What to work on:
a – Rewrite the essay on relational healing from "Healing Happens in" up to and including "relationship be healed.", replacing "fosters" with "promotes".
b – In the essay on relational healing, through which relationships does healing occur even in the context of self-help?
c – Write the next part of the essay on relational healing, picking up after its final sentence.

Document passage:
• • • • • • •
Healing Happens in Relationships, but Not All Relationships Are Healing

Healing is fundamentally relational, yet not every relationship fosters healing, nor can every relationship be healed.

Human beings are inherently social creatures, shaped by the relational environments in which we develop. Our sense of self is constructed through interactions with others—our caregivers, communities, and cultural surroundings. The mind, especially in early development, is wired for attachment, meaning that the ways in which our attachment figures respond to us directly shape our capacity to relate to the world. This underscores the psychoanalytic understanding that the individual’s sense of identity and emotional health is deeply intertwined with their relationships. In essence, there is no "I" without "we."

Emotions, therefore, are not purely internal experiences; they arise in response to our interactions with the world and those around us. They are shaped by relational contexts, with the way others react to or engage with us influencing how we come to feel about ourselves and our experiences. In this light, many of the struggles people face, such as addiction or eating disorders, can be understood as manifestations of relational trauma, attachment wounds expressed through maladaptive coping mechanisms. These behaviors, in a sense, communicate unmet needs or unresolved emotional pain.

Self-help literature often suggests that healing is an individual process, achievable through personal insight and cognitive shifts. While there is value in self-reflection, it is not the isolated application of concepts that brings about healing. Rather, it is the relational context in which these ideas are absorbed and integrated that fosters change. Healing, even in the context of self-help, occurs through relationships—whether it be with a teacher, a community, or oneself. It is the attunement, understanding, and connection experienced within these relationships that allows for true transformation.

At its core, emotional well-being is relationally rooted. Joy, self-love, and inner fulfillment do not arise in a vacuum; they are nurtured by healthy, reciprocal relationships that provide mirroring, validation, and attunement. However, not every relationship is inherently healing. Some may be characterized by toxicity or imbalance, and not all relationships can or should be preserved in the name of healing. Ending a relationship, in some cases, can be the very act that initiates healing, as it allows for the possibility of new, more supportive relational dynamics to emerge.
• • • • • • •
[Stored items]
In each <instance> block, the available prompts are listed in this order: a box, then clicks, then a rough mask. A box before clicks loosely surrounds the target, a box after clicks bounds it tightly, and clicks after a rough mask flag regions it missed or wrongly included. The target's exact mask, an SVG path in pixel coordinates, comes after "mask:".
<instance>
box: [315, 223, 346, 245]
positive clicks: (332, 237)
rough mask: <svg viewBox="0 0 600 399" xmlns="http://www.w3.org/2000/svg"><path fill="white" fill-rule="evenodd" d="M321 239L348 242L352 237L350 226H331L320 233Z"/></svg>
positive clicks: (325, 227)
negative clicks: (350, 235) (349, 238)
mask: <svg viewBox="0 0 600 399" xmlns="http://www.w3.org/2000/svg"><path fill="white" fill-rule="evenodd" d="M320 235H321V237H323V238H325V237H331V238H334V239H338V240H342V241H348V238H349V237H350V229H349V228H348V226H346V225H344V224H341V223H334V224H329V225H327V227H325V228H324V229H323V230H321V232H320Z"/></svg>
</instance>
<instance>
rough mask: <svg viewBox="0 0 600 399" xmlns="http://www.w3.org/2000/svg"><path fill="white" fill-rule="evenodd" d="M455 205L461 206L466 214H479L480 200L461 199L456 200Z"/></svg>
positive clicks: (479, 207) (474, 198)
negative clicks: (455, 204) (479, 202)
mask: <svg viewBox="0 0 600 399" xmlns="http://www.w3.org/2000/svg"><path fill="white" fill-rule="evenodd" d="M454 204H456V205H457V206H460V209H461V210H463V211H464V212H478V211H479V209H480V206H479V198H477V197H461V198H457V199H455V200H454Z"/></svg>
• • • • • • •
Answers provided:
a –
Healing Happens in Relationships, but Not All Relationships Are Healing

Healing is fundamentally relational, yet not every relationship promotes healing, nor can every relationship be healed.

b – With a teacher, a community, or oneself.

c –
This is not to say that every relational rift must be mended in order for an individual to heal. Rather, healing requires an understanding that the inner self is deeply connected to one’s relational health. A thriving inner life is interdependent with thriving relationships, but this doesn’t imply that all relationships must be sustained or restored. Sometimes, the healing comes from recognizing when a relationship cannot serve one’s emotional well-being and taking the necessary steps to protect and prioritize one’s mental health.

The process of navigating relationships, especially when they feel chaotic, overwhelming, or frightening, is deeply individual. It is best understood and explored within the context of a supportive therapeutic relationship. A skilled therapist can offer the space to process these relational dynamics, help disentangle maladaptive patterns, and guide the individual toward healthier, more fulfilling connections—both within and outside of themselves. This is where true healing begins, within the relational container of therapy, offering the patient the opportunity to experience a reparative, attuned relationship that may have been lacking in earlier life experiences.

In this way, healing in relationships is a profound journey, one that is often messy and nonlinear. It asks of us to engage, reflect, and sometimes release. But it also offers the chance to reconnect with parts of ourselves that have been hidden, denied, or fractured. Through relationships, we find the possibility of integration, growth, and ultimately, healing.